## WRITTEN TASK
Locate each line of the material that contains the string "wall" and copy it. Case is significant.

## INPUT MATERIAL
BEGIN
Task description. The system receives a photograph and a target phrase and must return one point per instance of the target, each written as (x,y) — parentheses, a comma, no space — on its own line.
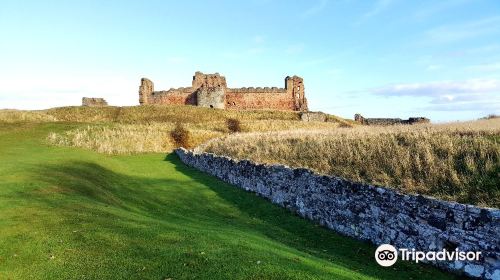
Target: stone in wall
END
BEGIN
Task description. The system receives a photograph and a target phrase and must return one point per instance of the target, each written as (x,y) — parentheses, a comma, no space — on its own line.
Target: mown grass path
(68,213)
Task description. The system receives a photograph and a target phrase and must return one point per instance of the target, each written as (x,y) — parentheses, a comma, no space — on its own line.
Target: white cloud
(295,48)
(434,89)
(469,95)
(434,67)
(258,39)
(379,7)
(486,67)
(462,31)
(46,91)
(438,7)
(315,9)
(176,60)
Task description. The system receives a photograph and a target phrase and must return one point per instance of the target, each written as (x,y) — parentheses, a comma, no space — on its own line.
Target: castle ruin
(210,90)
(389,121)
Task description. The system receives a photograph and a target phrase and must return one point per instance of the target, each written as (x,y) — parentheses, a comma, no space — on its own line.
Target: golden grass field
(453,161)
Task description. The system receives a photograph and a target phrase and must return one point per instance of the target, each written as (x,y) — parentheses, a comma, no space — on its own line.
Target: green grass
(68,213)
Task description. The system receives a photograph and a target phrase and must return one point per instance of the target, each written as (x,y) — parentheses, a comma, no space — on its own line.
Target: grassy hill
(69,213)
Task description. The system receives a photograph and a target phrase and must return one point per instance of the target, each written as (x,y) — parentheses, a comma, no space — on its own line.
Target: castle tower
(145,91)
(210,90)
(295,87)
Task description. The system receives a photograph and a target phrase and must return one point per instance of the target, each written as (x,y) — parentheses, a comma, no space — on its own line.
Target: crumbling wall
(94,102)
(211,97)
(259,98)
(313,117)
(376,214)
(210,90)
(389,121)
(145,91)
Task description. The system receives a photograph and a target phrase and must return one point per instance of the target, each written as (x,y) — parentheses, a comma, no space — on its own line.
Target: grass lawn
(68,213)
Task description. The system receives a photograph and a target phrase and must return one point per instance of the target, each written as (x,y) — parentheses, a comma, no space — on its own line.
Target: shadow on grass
END
## COMPLETE ANSWER
Target: stone in wall
Target: crumbling wall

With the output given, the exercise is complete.